◆ Selection:

— BEGIN —

Tasha and Her (Virtually) Indestructable Kong
The toy “Kong” is supposed to be indestructable. Not true! Tasha chewed hers into bits.
There was peanut butter in it, for one thing. I had been worried that Tasha was suffering from separation anxiety. She gets so upset when I go anywhere without her. So, following some advice, I gave Tasha the Kong, thinking that she would associate the sturdy toy with some fun while I was gone. But Tasha ate the Kong along with the peanut butter in the middle.
I wish I had taken a picture of the pieces of red rubber that were scattered all about. They were in the middle of a pile of dirt from a mud-covered bone that Tasha had dragged in. The stair landing was a doggie mess! I don’t know if there’s any toy that Tasha couldn’t get her teeth into.
I heard that you’re not supposed to leave a dog with anything that they can chew into little bits. Well, guess I messed up on that one. Next, the Galileo bone…
Separation Anxiety
I can’t believe that it’s been a month since I’ve written in here. I’m home now and with Tasha again. She stays by me when I write, and she follows me around the house. Some would say that she’s a good candidate for separation anxiety.
I don’t do the right things. I tell her that I’ll “be right back” when I leave her. I don’t think she believes me. And when I come home, I’m as excited as she is. I’m not supposed to act as if I’m leaving when I’m going out or show much emotion when I walk in the door.
I just wrote an article for Dogspired on this topic. I learned quite a few tips. Since I’m doing everything wrong, it’s time to pick a plan and do some things right.
- I need to give Tasha a special toy when I leave. She has so many bones and tennis balls, I’m going to have to buy her a “special” toy to have for the occasion.
- Keep the television on. I do this when I’m working, so I’m sure Tasha would appreciate it if I left it on for her to hear and to drown out the noise of anything unusual. There’s almost no noise around here, but there could be dogs barking around the lake.

— END —

◆ Data section:
— BEGIN —

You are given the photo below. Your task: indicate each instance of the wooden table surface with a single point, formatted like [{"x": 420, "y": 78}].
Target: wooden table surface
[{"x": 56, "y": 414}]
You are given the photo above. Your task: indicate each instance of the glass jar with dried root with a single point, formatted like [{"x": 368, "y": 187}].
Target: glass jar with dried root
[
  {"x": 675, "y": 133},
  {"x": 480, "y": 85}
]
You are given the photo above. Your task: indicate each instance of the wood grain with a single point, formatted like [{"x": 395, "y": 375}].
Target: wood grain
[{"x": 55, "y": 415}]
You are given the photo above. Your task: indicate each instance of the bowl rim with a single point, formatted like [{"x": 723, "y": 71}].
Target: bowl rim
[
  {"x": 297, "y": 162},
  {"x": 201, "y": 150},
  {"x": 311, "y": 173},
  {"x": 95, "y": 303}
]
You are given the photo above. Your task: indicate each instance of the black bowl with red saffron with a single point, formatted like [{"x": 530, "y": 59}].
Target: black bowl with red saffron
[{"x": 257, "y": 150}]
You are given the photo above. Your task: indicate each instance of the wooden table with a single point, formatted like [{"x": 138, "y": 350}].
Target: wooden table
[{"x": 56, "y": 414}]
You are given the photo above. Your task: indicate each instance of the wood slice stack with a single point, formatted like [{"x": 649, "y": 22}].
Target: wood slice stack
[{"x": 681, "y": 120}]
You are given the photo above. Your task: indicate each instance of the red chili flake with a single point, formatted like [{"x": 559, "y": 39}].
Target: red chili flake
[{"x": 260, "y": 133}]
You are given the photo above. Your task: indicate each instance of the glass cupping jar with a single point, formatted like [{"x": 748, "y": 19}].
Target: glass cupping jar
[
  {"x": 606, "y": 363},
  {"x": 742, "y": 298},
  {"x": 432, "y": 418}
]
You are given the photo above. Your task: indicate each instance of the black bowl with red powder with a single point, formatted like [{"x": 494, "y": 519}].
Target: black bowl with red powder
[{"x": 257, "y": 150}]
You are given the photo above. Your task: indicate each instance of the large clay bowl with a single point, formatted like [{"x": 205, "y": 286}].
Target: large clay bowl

— END —

◆ Required work:
a: According to the blog posts about Tasha, why did the writer give Tasha the Kong?
b: Write out the part of the blog posts about Tasha between "- I need to" and "around the lake.", inclusive.
c: Render this sentence from the blog posts about Tasha in Spanish: "She stays by me when I write, and she follows me around the house."

◆ Task answers:
a: The writer was worried that Tasha had separation anxiety, since she gets very upset when left behind. Following some advice, the writer hoped she would associate the sturdy toy with fun while the writer was away.

b:
- I need to give Tasha a special toy when I leave. She has so many bones and tennis balls, I’m going to have to buy her a “special” toy to have for the occasion.
- Keep the television on. I do this when I’m working, so I’m sure Tasha would appreciate it if I left it on for her to hear and to drown out the noise of anything unusual. There’s almost no noise around here, but there could be dogs barking around the lake.

c: Se queda a mi lado cuando escribo y me sigue por toda la casa.